- **WORK TO BE COMPLETED**:
Locate every line in the items that contains the string "ground" and copy each of those lines out in full. Case counts.

- **ENTRIES SHOWN**:
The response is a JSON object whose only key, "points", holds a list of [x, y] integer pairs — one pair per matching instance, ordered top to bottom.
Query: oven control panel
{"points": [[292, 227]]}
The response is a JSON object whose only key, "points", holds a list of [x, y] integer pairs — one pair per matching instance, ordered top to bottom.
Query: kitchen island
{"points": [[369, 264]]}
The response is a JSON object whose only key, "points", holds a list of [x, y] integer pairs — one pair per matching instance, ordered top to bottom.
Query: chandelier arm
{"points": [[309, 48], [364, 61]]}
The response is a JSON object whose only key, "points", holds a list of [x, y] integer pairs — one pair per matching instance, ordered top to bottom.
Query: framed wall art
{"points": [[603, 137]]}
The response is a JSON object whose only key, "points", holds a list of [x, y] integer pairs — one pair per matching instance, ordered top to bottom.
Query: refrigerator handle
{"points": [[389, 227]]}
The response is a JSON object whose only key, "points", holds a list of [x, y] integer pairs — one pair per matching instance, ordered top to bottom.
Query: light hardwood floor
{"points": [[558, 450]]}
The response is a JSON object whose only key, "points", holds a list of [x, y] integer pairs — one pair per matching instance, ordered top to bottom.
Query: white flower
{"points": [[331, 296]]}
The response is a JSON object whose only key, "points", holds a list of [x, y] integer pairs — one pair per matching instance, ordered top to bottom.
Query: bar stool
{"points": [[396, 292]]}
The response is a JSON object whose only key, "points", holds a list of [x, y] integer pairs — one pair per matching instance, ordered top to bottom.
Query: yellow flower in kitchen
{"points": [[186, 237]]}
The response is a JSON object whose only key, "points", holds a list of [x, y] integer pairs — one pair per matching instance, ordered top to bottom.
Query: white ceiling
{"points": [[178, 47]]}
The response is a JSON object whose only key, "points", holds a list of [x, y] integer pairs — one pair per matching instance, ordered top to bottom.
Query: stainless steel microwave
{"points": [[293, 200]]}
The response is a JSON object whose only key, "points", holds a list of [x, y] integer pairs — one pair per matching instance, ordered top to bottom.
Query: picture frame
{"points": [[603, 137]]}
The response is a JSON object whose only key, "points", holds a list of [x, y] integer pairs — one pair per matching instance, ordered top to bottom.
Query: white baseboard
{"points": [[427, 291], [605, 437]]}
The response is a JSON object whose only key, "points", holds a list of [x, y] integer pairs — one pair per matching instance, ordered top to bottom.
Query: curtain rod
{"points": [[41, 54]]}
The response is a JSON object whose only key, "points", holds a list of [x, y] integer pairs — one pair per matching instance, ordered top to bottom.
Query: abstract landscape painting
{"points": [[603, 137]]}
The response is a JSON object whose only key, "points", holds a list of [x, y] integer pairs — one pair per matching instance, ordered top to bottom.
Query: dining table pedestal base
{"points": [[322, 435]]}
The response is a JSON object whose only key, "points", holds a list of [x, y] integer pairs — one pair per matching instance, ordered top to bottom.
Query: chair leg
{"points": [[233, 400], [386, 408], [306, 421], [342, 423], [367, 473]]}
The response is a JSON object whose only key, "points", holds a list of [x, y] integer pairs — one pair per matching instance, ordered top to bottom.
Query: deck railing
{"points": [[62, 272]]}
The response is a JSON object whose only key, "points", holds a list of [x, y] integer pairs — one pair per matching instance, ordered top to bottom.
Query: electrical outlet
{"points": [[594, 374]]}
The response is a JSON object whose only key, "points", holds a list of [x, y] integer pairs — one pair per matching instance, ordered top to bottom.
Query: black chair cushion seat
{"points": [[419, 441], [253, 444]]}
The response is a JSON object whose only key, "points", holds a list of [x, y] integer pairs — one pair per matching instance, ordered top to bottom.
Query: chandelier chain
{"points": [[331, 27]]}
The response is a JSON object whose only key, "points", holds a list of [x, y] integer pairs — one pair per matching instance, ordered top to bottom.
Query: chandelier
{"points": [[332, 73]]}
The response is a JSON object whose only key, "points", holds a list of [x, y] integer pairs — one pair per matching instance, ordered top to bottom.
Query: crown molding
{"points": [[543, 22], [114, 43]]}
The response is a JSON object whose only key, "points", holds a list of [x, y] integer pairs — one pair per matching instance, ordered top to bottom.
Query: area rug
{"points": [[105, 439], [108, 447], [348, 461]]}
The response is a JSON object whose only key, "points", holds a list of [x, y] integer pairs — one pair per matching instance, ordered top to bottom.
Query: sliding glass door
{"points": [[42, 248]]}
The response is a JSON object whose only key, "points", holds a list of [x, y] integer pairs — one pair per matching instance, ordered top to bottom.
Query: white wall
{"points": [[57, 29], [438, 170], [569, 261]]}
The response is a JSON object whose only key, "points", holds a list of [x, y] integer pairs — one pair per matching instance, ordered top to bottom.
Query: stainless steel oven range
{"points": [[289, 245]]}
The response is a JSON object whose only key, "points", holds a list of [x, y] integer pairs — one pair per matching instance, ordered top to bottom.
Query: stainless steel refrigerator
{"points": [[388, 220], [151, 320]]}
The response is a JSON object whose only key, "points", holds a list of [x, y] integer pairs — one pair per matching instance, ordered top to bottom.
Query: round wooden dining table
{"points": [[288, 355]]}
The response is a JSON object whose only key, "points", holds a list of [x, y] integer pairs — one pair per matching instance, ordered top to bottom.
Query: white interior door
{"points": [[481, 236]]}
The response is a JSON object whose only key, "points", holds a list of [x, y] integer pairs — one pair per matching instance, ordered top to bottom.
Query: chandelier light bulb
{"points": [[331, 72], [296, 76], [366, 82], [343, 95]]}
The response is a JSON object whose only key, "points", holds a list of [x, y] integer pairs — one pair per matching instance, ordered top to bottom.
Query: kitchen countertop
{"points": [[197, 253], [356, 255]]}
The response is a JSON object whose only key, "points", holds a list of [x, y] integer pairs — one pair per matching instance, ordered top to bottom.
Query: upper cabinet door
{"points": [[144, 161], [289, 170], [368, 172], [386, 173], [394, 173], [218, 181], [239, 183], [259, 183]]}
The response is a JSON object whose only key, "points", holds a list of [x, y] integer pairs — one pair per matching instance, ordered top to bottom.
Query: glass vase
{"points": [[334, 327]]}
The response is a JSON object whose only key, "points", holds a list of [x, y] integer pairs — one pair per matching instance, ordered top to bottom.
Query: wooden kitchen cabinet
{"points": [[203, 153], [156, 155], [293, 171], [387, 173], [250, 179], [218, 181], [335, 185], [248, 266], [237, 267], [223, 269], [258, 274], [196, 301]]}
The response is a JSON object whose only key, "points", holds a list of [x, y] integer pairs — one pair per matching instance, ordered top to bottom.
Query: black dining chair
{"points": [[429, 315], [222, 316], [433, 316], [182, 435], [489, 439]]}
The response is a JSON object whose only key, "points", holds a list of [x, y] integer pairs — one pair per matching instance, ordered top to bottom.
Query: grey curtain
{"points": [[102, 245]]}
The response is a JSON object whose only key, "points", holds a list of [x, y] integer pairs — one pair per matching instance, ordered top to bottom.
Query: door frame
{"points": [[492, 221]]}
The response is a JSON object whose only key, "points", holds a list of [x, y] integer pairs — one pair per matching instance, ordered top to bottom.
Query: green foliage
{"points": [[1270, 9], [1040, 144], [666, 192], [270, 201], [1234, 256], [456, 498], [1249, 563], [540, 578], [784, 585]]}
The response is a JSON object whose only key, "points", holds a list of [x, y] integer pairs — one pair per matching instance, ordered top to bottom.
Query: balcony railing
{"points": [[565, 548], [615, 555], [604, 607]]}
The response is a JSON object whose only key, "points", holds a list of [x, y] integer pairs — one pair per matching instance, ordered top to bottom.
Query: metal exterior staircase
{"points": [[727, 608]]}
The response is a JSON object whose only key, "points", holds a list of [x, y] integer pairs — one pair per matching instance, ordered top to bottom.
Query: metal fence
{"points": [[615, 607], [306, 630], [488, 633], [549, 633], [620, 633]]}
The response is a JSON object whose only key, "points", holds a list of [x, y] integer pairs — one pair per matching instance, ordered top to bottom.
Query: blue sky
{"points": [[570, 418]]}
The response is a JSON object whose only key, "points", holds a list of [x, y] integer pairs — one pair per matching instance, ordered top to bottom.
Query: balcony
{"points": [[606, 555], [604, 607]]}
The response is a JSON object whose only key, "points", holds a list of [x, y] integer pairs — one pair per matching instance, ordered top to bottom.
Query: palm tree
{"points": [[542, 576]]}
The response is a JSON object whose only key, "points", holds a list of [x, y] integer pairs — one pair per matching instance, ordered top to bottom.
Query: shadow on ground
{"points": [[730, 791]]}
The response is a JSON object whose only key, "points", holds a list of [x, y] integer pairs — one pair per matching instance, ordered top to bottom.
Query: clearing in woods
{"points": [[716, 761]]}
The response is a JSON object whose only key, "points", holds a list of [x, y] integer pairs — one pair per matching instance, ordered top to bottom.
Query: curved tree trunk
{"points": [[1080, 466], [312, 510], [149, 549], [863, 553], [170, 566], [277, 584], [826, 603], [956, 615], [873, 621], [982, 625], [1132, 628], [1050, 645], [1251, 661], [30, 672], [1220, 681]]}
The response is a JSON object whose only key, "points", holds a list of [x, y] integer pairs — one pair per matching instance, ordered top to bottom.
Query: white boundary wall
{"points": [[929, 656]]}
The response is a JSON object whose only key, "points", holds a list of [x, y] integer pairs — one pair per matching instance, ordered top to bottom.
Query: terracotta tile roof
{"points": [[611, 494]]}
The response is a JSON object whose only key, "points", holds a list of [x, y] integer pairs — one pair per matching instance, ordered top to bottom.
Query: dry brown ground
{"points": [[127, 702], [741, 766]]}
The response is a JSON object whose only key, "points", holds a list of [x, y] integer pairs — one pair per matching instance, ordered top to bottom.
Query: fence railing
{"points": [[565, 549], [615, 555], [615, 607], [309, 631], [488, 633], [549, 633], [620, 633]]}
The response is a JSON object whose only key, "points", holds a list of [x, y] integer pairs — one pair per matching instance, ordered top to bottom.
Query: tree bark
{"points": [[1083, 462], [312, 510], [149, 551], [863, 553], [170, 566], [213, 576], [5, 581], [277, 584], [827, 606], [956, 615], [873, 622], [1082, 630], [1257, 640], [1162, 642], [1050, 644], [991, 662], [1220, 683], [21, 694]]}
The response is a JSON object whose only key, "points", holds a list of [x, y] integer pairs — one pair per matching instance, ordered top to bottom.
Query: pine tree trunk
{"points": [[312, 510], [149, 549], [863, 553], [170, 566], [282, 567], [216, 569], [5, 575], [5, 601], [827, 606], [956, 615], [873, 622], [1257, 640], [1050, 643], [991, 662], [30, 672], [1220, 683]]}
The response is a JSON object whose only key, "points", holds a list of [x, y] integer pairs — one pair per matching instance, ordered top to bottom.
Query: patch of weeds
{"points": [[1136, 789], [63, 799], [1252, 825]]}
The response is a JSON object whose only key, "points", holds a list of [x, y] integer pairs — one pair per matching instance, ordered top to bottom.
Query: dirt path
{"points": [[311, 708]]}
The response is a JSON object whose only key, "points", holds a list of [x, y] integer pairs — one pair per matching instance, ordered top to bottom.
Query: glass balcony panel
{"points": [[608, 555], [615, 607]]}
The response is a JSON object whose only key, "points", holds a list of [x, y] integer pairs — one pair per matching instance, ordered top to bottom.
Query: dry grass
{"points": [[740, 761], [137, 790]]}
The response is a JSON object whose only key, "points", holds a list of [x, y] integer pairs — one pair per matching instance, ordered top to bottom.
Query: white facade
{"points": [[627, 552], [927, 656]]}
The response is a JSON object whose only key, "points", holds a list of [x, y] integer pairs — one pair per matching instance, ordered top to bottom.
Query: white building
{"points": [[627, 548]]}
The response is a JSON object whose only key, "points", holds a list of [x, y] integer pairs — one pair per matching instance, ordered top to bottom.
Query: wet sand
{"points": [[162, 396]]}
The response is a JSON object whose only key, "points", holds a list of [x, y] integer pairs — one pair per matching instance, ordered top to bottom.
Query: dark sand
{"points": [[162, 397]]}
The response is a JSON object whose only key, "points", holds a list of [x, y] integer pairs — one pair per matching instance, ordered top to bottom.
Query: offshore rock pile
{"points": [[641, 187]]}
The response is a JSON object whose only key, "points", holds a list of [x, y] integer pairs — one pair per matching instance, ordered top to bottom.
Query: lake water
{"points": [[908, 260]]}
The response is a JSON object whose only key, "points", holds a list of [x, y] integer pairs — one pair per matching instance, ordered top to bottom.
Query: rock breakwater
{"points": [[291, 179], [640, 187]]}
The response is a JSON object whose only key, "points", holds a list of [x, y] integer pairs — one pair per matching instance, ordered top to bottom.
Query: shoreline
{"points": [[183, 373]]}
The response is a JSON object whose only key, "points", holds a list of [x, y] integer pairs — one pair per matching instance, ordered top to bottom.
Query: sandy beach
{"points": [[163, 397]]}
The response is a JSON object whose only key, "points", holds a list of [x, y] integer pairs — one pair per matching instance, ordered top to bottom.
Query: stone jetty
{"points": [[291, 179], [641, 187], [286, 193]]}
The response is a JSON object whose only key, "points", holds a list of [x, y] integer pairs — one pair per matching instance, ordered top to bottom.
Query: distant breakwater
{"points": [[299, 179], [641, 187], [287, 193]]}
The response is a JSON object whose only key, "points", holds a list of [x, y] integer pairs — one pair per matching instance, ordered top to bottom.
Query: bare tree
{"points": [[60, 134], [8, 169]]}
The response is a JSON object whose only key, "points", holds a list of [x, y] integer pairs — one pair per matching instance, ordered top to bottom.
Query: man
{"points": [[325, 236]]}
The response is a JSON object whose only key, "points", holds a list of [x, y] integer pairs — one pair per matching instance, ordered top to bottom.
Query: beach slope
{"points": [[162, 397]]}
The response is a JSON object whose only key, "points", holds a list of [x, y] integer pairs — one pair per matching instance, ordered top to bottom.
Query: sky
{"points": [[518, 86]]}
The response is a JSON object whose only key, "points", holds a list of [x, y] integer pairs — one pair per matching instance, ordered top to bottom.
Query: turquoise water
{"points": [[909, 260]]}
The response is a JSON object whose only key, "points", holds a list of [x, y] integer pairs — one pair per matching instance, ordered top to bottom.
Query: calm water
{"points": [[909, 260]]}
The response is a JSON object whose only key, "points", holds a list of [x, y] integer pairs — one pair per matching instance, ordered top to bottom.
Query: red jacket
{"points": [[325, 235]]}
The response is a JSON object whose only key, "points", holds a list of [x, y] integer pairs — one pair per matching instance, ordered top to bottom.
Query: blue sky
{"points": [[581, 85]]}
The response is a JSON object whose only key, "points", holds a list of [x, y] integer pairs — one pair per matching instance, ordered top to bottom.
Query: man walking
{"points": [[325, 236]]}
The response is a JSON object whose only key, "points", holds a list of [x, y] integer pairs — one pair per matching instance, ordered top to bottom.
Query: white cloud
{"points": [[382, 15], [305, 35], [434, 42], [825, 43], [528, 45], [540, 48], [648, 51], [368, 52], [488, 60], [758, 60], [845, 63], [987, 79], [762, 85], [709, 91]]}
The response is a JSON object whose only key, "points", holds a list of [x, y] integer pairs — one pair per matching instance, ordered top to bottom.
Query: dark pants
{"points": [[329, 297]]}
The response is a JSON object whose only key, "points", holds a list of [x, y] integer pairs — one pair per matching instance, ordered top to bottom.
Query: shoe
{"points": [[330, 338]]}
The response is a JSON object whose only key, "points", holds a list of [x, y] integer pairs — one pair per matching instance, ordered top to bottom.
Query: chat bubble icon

- **CORRECT OUTPUT**:
Query: shadow on ground
Query: dry brown ground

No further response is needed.